- **REQUEST**
Reproduce the entries below, substituting "bounding box" for every occurrence of "tight box" and leaving everything else unchanged.

- **DATASET RECORDS**

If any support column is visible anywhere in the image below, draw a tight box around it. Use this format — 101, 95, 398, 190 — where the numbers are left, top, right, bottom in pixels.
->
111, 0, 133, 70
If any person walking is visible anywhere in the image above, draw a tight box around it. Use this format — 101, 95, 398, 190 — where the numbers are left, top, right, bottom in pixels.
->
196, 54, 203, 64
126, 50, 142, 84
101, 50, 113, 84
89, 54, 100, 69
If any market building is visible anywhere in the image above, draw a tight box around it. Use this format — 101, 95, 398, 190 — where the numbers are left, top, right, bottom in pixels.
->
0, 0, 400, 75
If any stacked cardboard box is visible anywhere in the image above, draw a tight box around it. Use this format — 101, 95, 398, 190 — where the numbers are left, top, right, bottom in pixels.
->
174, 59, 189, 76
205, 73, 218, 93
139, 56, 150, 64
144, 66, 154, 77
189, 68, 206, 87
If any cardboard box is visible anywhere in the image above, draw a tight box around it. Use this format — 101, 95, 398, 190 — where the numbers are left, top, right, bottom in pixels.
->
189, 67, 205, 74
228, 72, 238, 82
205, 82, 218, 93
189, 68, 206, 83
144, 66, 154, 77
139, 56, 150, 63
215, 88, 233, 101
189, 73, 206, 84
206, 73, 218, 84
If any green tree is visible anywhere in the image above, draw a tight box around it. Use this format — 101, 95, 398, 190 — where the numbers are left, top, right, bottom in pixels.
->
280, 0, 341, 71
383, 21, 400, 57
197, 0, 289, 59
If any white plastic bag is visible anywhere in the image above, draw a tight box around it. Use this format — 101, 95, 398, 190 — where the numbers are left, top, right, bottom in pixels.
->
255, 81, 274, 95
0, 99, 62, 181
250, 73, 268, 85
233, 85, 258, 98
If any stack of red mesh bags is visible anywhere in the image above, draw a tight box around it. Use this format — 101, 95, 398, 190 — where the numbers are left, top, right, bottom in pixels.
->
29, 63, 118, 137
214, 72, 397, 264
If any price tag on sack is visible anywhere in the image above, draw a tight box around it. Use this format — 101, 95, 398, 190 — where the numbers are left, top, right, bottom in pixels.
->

- **FINAL ANSWER**
If any support column is visible anywhere in the image below, draw a bounding box around it. Use this format — 101, 95, 398, 190 — where the numbers are left, top, right, bottom in pixels.
->
111, 0, 133, 70
If any person walking is visible anywhere in the image above, draw a bounding box around it. Use this format — 101, 95, 398, 190 — where the numbers are left, top, right, bottom in pixels.
->
196, 54, 203, 64
126, 50, 142, 84
101, 50, 113, 84
89, 54, 100, 69
If any market building is visible anywhere in the image above, draw a bounding box around it. Use this format — 101, 95, 398, 190 — where the numbers are left, top, right, bottom in pixels.
->
0, 0, 400, 75
If any stacked cardboard box is visible anywhere in the image above, draw a bounding box around it. Use this format — 101, 95, 398, 190 — where the numbers are left, top, right, bottom in pixels.
->
174, 59, 189, 76
205, 73, 218, 93
139, 56, 150, 64
144, 66, 154, 77
189, 68, 206, 87
If any cardboard box is visible anywhere in the image above, draw a bounding box around it. Use this format — 101, 95, 398, 190 — where the numbers are left, top, right, bottom in pixels.
->
189, 67, 205, 74
228, 72, 238, 82
205, 82, 218, 93
189, 68, 206, 83
144, 66, 154, 77
139, 56, 150, 63
215, 88, 233, 101
189, 73, 206, 84
206, 73, 218, 84
If any green tree is visible anywhere in the image above, draw a bounding box around it. Use this format — 101, 95, 398, 190 — where the numbers are left, top, right, bottom in pixels.
->
280, 0, 341, 71
383, 21, 400, 57
197, 0, 289, 59
If any white plastic bag is visible anywhere in the image above, draw a bounding box around it. Use this format — 101, 95, 398, 190 — where the numbers are left, top, right, bottom in pixels.
->
255, 81, 274, 95
0, 99, 62, 181
250, 73, 268, 85
233, 85, 258, 98
If any stack of red mesh bags is visible anywhere in the image above, draw a bounding box around it. Use this format — 101, 95, 398, 190 — where the numbers are left, top, right, bottom in pixels.
->
29, 63, 118, 137
214, 72, 397, 264
If any price tag on sack is visible anywhere in the image above, draw a bounding box around it. Use this format — 101, 95, 398, 190 — where the numbers are left, top, right, bottom in pixels.
->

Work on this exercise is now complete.